[ACTIVITY]: Produce a verbatim copy of the data below that contains no pictures.

[Referring expression grounding data]:

#####

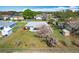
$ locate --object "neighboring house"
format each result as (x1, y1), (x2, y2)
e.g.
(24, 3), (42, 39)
(0, 21), (16, 33)
(2, 15), (11, 20)
(34, 15), (43, 20)
(10, 15), (24, 21)
(64, 20), (79, 32)
(0, 16), (3, 20)
(35, 17), (42, 20)
(25, 22), (49, 32)
(34, 13), (52, 20)
(0, 21), (16, 29)
(42, 13), (48, 20)
(59, 20), (79, 36)
(0, 21), (16, 36)
(1, 26), (12, 36)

#####

[FINISHED TASK]:
$ locate --object "neighboring house"
format each result as (x1, y1), (x2, y2)
e.g.
(24, 3), (42, 39)
(0, 21), (16, 33)
(2, 15), (11, 20)
(34, 15), (43, 20)
(10, 15), (24, 21)
(64, 20), (79, 32)
(0, 16), (3, 20)
(35, 17), (42, 20)
(25, 22), (49, 32)
(34, 13), (52, 20)
(0, 21), (16, 29)
(42, 13), (48, 20)
(59, 20), (79, 36)
(0, 21), (16, 36)
(1, 26), (12, 36)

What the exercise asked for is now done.